Leaving out the images, please output every entry exactly as it appears.

Annotated photo localization data
════════════════
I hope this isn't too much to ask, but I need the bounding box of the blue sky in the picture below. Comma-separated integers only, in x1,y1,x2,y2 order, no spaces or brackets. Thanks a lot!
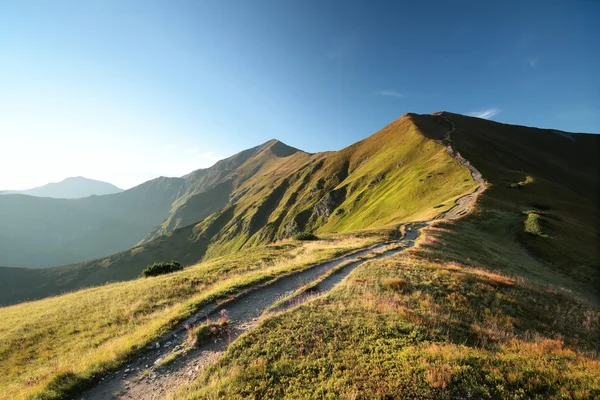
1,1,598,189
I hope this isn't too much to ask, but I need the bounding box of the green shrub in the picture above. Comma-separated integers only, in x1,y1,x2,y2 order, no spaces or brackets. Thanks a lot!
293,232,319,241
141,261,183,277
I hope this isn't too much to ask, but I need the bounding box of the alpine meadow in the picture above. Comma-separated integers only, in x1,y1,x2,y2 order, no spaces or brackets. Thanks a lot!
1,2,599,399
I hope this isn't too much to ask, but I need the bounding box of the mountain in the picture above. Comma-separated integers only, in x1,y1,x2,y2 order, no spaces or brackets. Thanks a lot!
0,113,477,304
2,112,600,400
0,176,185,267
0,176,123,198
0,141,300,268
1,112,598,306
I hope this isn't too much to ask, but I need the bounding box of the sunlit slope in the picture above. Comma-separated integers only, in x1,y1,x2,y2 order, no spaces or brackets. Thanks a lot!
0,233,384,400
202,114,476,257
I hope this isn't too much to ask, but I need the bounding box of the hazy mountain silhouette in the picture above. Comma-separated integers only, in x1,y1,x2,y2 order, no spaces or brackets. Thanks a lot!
════════════════
> _Your response_
I hope this isn't too much to ask, but I need the bounding box of the blue sky in the picture below. Comma-separated integers only, in x1,y1,x2,y2 order, no spaces or brackets. Thanks a lot!
1,1,598,189
I hope this isn't too much to ask, but I need the bounding box of the green shrub in the picture above. Comma-separated integers only, in x1,y1,x2,y2 order, no spaces or brackets. Thanks a lot!
293,232,319,241
141,261,183,277
I hope this isn't too much to ask, but I need the bounding box of the alpine meadow in the picture above. Comma-separated integers only, in x1,y1,x2,y2 order, no spaces or brackets. Thanks a lot!
1,2,599,399
I hope this isn't too much to ask, but I need the bounding box of the mountain in the picture above. Comma-separated integers only, in x1,y1,x2,y2 order, no spaces or brackets. Thanks a lot!
0,113,477,304
2,112,600,400
0,176,185,267
0,176,123,198
0,141,300,268
1,112,598,306
I hope this isn't too much to ask, but I need the bounding box of the sunlit slope in the picture above. Comma-separated integers only, in x1,y1,x2,y2 order, no spaces or brackets. Thanks a lot!
0,233,384,400
202,114,476,257
I hope this isn't too much to ask, but I need the bounding box of the hazy mountain silhouette in the picture above. Comma-separated integers only, in x1,y1,x2,y2 order, no spaces or brackets. Thanks a lot!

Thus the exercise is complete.